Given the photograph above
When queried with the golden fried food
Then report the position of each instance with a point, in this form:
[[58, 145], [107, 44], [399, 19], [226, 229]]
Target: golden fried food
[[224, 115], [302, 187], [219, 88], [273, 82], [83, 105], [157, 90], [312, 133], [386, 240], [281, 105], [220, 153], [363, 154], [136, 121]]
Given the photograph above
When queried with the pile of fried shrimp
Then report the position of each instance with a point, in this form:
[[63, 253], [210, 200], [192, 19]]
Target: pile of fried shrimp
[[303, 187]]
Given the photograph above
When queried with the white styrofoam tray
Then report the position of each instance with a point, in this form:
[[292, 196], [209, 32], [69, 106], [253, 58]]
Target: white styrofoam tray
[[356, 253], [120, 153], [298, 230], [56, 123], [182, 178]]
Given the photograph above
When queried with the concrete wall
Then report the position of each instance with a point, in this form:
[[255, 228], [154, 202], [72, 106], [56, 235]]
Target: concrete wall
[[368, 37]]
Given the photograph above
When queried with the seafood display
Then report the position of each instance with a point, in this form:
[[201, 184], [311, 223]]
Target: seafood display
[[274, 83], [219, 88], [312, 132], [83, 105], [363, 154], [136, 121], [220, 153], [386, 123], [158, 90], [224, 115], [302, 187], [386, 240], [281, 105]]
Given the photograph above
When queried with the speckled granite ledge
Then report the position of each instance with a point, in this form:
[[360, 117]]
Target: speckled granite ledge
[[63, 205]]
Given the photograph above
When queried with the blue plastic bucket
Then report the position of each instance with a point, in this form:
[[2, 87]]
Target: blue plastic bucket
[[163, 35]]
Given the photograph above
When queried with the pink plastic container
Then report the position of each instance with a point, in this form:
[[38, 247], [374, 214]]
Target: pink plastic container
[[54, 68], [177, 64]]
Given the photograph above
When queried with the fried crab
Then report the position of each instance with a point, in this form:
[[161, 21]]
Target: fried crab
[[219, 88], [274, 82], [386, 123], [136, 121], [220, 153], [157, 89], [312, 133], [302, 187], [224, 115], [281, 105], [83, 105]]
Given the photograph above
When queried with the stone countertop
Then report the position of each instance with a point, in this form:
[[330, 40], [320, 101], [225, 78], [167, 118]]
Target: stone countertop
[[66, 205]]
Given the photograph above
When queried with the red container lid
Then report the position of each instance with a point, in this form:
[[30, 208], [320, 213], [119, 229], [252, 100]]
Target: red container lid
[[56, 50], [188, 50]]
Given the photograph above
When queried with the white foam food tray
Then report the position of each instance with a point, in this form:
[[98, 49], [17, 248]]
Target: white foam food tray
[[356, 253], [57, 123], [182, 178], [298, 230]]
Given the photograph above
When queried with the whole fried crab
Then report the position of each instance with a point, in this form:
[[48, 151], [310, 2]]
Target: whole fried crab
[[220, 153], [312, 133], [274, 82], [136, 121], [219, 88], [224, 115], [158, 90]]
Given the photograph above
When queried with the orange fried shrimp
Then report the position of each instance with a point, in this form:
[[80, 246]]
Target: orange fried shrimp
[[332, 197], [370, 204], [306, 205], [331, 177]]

_ _ _ _

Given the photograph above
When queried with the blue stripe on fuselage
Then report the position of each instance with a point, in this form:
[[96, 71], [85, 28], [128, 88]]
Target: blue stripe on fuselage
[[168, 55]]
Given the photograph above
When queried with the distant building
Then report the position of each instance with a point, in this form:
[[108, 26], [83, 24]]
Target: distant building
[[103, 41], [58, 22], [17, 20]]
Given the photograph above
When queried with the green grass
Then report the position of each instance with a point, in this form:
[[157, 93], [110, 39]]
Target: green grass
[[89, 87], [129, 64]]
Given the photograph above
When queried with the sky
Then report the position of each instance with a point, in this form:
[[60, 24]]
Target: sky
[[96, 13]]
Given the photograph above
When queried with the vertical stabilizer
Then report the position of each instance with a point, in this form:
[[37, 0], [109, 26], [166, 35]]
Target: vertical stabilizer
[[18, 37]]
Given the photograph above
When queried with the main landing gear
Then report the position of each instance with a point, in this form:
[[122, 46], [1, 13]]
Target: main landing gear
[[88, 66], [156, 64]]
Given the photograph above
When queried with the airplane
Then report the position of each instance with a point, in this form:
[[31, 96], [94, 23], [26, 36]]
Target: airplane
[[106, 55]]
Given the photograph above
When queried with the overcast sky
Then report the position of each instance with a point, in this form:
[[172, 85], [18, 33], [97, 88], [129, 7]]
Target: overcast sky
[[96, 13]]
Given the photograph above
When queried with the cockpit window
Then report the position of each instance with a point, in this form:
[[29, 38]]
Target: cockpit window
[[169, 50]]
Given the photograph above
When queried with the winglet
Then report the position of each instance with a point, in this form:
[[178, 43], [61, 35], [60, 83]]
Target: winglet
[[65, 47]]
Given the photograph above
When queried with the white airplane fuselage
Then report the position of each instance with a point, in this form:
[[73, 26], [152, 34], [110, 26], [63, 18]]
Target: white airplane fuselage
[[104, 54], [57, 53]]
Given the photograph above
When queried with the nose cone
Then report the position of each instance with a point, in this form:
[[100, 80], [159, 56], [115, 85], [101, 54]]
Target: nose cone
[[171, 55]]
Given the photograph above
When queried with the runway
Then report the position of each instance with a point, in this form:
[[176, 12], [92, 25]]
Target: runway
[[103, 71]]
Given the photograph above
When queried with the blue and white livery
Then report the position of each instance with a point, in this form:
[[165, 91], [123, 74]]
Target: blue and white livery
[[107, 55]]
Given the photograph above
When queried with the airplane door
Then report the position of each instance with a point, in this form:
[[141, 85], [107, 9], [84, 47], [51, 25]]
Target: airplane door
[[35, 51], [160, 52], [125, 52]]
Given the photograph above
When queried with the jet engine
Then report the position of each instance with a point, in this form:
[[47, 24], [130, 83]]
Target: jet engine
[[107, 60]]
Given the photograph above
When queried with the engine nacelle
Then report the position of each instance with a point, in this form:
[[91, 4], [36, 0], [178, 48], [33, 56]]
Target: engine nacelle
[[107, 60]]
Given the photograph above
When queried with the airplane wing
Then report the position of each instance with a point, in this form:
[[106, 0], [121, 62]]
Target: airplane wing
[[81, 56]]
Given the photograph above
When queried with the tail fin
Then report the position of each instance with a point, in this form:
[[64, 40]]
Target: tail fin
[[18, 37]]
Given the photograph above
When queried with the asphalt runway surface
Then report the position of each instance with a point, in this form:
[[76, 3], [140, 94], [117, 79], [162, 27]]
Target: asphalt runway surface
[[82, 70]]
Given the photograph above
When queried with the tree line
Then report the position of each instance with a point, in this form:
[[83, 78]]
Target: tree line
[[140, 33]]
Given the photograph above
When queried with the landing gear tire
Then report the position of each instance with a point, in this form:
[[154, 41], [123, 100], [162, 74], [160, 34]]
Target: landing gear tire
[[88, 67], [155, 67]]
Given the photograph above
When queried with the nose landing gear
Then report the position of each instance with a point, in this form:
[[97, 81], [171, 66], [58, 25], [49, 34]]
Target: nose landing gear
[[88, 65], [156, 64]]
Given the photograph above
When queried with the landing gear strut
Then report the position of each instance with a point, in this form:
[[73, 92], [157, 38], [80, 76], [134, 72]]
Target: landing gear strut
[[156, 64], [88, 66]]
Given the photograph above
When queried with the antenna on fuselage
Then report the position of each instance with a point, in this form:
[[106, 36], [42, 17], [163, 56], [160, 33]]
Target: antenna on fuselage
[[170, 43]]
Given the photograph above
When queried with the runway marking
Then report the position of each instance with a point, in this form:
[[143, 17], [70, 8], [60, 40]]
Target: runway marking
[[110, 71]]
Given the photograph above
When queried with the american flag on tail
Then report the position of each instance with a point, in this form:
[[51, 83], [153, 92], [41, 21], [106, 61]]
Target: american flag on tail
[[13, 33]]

_ _ _ _

The problem
Looking at the records above, return exactly the lines from the line with "[[154, 41], [123, 100], [162, 74], [160, 34]]" to the line with "[[143, 17], [70, 8], [60, 40]]", both ends included.

Task result
[[154, 41], [123, 100], [162, 74], [160, 34]]
Target: landing gear tire
[[88, 67], [155, 67]]
Given the photograph above
When queried with the nose landing gear
Then report the position of each instance with a point, in this form:
[[97, 81], [171, 66], [58, 25], [49, 34]]
Target: nose landing gear
[[88, 65], [156, 64]]
Given the photograph above
When queried with the landing gear strut
Then report the position of each instance with a point, in this form:
[[73, 92], [157, 38], [80, 76], [134, 72]]
Target: landing gear strut
[[156, 64], [88, 66]]
Given the photograph above
When queried with the antenna on fuselage
Then report the position of each instance with a point, in this form:
[[106, 36], [42, 17], [163, 56], [160, 33]]
Target: antenna on fuselage
[[170, 43]]
Given the photograph above
When queried with the runway marking
Then report the position of each instance with a point, in this form:
[[143, 17], [70, 8], [60, 40]]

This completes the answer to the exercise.